- PROBLEM DESCRIPTION: Output the lines below from the one containing "Find the lane" through the end of the listing, inclusive, exactly as they appear, and nothing further.

- EXERCISE DATA:
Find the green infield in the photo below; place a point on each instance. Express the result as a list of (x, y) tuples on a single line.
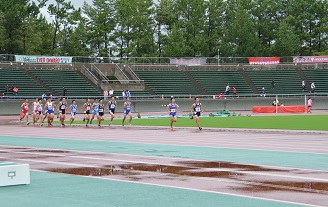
[(296, 122)]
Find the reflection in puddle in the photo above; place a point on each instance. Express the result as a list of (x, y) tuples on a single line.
[(231, 171)]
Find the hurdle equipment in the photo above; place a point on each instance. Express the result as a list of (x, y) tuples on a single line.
[(14, 174)]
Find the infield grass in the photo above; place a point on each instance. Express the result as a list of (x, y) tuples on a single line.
[(293, 122)]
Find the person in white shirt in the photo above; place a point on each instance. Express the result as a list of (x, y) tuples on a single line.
[(303, 85), (111, 92), (312, 87)]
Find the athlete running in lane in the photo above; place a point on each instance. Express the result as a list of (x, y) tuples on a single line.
[(62, 106), (172, 109), (24, 112), (95, 109), (40, 112), (111, 105), (127, 110), (87, 111), (50, 106), (35, 106), (101, 112), (73, 109), (196, 110)]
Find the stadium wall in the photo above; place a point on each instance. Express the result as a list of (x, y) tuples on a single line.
[(12, 107)]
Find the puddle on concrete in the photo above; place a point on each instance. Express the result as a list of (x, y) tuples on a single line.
[(88, 171), (229, 165), (202, 169)]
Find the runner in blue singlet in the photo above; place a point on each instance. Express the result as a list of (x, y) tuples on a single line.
[(73, 109), (172, 109), (127, 110)]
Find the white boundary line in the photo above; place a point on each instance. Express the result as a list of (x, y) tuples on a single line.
[(156, 163), (172, 158), (190, 189), (178, 145)]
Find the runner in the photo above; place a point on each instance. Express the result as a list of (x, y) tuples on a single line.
[(111, 105), (86, 108), (40, 113), (95, 109), (127, 110), (35, 106), (62, 106), (309, 105), (50, 111), (196, 109), (172, 109), (73, 109), (101, 112), (24, 112)]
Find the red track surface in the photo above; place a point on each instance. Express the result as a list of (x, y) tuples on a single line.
[(277, 183)]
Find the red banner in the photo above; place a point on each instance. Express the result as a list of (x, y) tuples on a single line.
[(311, 59), (264, 60)]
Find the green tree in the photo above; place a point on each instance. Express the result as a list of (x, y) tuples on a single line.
[(65, 18), (100, 24), (240, 38), (287, 43)]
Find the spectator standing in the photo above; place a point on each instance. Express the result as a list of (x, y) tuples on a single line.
[(123, 94), (43, 97), (105, 94), (128, 94), (312, 87), (303, 85), (111, 92), (64, 91), (234, 91), (309, 105), (263, 92), (227, 89), (273, 84), (15, 91)]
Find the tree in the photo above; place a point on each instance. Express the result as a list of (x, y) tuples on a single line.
[(287, 43), (65, 18), (240, 39), (100, 24)]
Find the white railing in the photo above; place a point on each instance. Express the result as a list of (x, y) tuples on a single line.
[(121, 74), (132, 73), (91, 76), (100, 73)]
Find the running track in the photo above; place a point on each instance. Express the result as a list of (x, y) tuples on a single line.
[(279, 167)]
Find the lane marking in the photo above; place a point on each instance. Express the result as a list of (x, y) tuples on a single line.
[(175, 158), (158, 163), (193, 189)]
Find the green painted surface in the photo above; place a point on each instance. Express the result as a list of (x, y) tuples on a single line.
[(57, 190), (293, 122), (7, 163), (258, 157)]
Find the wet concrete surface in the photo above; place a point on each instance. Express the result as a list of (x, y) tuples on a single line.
[(294, 185)]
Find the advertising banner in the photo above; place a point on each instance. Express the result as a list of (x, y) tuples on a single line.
[(264, 60), (42, 59), (310, 59), (188, 62)]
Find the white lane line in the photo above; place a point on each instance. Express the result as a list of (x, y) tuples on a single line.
[(174, 158), (159, 163), (193, 189), (184, 145), (171, 186)]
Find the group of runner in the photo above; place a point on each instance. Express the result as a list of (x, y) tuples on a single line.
[(195, 109), (41, 111), (93, 110)]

- WRITTEN SOLUTION:
Find the lane marking in the photo above; place a point on each instance. Express the result as a list of (x, y) tuples on a single line.
[(175, 158), (158, 163), (193, 189)]
Find the green painted surface in the photo above; place a point on each instance. Express the result as a list of (x, y) tuples on a single line.
[(57, 190), (293, 122), (7, 163), (258, 157)]
Find the wet concrete surface in the photo above; place a point on each instance. Express the result as a list of (x, y) tuples on a single line.
[(294, 185)]
Find the advertising banner in the photo above; place a point on each instance. Express the result as a list of (x, y) tuples on a single line.
[(264, 60), (42, 59), (310, 59), (188, 62)]
Find the white lane line in the photo above; place a point on each instance. Express the result as a list of (x, y) tuples on a single line.
[(174, 158), (159, 163), (193, 189), (184, 145), (171, 186)]
Find the group of runner in the photo above; place a point on each instance. Express the result as a list of (x, y) tuples on a single line.
[(195, 109), (41, 111), (93, 110)]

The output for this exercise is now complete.